**DO THIS:**
Take the line that contains "TARGET: goose's neck" and each line after it in the material below, and transcribe them exactly, stopping at the end.

**DATA TO PROCESS:**
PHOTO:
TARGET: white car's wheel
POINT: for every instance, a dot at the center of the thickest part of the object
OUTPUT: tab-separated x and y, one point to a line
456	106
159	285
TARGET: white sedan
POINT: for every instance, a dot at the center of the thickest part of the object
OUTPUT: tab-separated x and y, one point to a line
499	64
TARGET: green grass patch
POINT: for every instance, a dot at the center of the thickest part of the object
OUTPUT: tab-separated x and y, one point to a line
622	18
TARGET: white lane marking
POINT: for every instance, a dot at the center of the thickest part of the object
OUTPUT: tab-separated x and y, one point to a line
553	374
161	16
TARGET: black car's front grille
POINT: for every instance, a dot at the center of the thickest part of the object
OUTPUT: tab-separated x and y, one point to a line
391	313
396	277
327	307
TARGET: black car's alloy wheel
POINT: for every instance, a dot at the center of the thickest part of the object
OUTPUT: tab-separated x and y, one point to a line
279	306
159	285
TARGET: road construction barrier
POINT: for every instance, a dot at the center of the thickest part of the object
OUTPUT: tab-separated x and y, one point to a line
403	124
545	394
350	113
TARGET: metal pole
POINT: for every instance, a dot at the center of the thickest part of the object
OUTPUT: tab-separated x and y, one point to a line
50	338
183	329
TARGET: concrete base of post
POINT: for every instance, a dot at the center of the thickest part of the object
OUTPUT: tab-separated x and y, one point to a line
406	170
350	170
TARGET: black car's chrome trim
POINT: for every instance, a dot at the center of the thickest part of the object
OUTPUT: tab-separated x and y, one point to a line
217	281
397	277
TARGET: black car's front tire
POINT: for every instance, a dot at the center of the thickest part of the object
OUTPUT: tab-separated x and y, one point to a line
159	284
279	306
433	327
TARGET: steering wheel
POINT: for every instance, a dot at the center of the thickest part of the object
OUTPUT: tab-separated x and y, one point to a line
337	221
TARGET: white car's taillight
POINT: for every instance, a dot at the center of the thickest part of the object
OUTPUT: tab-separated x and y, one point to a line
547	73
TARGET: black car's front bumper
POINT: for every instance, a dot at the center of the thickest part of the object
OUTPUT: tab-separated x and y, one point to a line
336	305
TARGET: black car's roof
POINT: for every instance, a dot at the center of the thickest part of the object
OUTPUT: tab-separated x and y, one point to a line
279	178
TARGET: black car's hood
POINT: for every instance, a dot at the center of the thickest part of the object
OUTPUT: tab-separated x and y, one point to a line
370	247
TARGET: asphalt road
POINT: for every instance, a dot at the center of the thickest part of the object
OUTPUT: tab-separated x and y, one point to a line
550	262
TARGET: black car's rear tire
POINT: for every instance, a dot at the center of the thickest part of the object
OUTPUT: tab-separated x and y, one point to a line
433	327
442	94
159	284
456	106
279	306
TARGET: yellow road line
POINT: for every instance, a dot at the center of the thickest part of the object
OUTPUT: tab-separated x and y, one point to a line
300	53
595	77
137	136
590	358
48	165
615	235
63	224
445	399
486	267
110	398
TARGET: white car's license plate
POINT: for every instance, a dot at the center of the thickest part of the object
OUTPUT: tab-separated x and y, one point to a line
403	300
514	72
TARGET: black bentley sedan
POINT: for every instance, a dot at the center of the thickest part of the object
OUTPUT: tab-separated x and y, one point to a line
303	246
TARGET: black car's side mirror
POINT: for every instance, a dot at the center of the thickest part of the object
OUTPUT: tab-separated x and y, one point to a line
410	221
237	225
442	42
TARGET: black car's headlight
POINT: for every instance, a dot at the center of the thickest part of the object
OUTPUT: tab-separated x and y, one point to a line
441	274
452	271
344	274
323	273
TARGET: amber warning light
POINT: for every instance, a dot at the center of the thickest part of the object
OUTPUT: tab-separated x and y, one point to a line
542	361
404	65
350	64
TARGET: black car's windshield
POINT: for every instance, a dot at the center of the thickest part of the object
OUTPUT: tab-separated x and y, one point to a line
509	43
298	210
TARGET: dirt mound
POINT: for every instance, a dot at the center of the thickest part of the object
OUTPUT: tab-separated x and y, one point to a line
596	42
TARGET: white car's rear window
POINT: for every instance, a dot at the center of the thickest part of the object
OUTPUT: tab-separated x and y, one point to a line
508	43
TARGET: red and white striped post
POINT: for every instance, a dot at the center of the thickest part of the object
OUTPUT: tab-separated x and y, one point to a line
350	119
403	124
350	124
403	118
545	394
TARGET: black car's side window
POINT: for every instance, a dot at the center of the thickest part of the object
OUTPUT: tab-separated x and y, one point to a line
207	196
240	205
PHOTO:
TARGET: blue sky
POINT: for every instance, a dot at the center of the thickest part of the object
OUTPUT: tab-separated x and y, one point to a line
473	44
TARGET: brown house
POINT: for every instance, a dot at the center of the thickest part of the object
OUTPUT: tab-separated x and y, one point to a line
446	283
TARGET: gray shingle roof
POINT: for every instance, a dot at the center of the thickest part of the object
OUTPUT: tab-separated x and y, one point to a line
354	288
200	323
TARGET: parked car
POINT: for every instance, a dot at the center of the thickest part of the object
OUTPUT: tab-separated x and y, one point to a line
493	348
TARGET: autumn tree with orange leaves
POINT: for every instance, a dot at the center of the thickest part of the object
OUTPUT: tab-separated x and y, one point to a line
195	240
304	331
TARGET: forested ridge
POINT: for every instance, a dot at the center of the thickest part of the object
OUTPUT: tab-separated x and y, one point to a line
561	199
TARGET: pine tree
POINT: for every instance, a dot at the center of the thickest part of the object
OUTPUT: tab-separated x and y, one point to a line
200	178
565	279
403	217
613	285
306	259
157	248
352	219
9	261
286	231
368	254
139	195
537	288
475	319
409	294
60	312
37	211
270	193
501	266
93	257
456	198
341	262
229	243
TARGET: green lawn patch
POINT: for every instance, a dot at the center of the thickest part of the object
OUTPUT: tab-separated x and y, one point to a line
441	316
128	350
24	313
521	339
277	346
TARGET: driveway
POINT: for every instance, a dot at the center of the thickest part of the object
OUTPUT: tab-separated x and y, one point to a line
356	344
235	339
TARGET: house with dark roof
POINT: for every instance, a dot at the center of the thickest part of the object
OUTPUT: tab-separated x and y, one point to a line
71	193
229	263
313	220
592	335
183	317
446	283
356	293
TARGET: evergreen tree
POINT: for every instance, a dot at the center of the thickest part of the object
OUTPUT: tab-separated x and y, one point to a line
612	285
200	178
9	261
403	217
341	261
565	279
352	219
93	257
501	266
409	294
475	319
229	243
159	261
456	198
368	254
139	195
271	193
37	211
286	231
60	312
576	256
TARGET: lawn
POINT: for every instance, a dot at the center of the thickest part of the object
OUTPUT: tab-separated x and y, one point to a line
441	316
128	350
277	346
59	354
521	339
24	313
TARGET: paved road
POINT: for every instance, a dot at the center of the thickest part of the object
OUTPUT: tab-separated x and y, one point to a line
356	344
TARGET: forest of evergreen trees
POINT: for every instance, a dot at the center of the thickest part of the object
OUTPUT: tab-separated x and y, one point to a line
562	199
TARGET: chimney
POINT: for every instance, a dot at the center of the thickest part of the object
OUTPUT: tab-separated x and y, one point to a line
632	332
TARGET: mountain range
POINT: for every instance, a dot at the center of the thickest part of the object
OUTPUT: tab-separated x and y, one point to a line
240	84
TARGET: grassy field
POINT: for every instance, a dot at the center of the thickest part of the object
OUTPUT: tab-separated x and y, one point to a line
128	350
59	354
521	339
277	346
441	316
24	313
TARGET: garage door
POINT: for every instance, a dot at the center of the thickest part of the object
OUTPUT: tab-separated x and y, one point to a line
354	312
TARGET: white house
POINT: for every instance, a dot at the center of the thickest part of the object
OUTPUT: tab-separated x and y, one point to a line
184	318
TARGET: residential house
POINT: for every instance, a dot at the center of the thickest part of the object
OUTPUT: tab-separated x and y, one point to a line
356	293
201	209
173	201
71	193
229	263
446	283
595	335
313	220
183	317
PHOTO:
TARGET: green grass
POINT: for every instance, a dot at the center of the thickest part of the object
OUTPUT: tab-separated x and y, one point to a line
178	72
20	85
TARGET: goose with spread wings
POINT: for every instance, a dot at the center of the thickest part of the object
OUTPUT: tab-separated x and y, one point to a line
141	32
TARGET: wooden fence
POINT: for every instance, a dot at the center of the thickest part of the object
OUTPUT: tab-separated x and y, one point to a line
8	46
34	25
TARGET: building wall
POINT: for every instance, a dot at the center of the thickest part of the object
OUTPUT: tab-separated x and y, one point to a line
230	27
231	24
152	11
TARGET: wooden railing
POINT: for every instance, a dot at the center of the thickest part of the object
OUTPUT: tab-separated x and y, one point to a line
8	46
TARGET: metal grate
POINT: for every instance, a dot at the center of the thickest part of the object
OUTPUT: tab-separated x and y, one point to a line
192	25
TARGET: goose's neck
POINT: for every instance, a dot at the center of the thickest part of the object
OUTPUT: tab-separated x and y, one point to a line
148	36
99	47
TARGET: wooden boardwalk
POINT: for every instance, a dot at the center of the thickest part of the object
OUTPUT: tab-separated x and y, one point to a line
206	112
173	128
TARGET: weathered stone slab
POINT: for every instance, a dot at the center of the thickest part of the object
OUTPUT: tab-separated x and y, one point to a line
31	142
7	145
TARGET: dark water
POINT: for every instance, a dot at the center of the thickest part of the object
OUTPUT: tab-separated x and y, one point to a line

**ANSWER TO THE TASK:**
TARGET: goose's neck
POINT: for every instance, a dot at the center of the thickest part of the object
OUTPUT: tab-separated x and y, one point to a line
148	36
99	47
TARGET: wooden boardwalk
POINT: for every instance, a dot at the center of the thickest part of the object
OUTPUT: tab-separated x and y, one point to a line
206	112
173	128
TARGET: weathered stone slab
POINT: for every instance, a dot at the center of the thickest part of the object
OUTPUT: tab-separated x and y, one point to a line
31	142
7	145
TARGET: dark water
POINT: for every instance, a dot at the center of the thickest part of the object
OUTPUT: tab-separated x and y, one point to a line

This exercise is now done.